Required action = Restate all data exactly. No images.

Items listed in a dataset
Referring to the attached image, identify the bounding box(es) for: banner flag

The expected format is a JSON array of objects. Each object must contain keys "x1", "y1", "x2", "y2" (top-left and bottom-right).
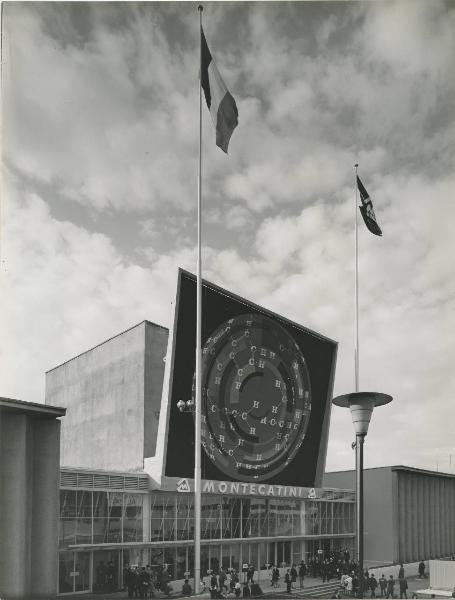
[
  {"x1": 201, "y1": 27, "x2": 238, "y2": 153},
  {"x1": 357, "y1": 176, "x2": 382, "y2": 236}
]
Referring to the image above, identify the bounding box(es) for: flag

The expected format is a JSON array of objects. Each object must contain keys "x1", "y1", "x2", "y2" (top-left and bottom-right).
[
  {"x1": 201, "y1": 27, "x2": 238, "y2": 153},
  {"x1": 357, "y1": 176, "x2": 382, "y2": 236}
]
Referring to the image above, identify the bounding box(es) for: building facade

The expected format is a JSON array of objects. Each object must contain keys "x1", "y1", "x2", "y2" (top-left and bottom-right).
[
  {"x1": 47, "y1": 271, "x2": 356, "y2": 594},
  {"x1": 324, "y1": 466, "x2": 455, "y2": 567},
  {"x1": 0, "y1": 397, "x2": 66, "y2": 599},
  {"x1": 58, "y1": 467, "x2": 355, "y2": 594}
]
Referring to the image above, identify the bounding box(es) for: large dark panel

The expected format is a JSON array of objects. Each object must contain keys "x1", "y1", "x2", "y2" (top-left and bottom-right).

Answer below =
Referring to the attached image, identify the bounding box(es) for: banner flag

The expected format is a JSON array of objects. Each object must contain keys "x1", "y1", "x2", "y2" (top-left and bottom-right).
[
  {"x1": 201, "y1": 27, "x2": 238, "y2": 153},
  {"x1": 357, "y1": 176, "x2": 382, "y2": 236}
]
Referring to the image above, identify the bounding box(es) for: flag

The expected format is a JSON array of objects. Each object must contain keys "x1", "y1", "x2", "y2" (top-left and bottom-right).
[
  {"x1": 201, "y1": 27, "x2": 238, "y2": 153},
  {"x1": 357, "y1": 176, "x2": 382, "y2": 236}
]
Referring to the image above, identify the bounding box(es) for: building facade

The expected format is a JSON array of objects. Each object must contain keys "x1", "y1", "x2", "y2" (top-left and bottom-right).
[
  {"x1": 47, "y1": 271, "x2": 356, "y2": 594},
  {"x1": 324, "y1": 466, "x2": 455, "y2": 567},
  {"x1": 0, "y1": 397, "x2": 66, "y2": 599},
  {"x1": 58, "y1": 467, "x2": 355, "y2": 594}
]
Referring to the image above, identify the bounding box(es) for: large dark panel

The expected format is a JSON array of objects. Each object must contain keys "x1", "y1", "x2", "y2" (top-left and bottom-right).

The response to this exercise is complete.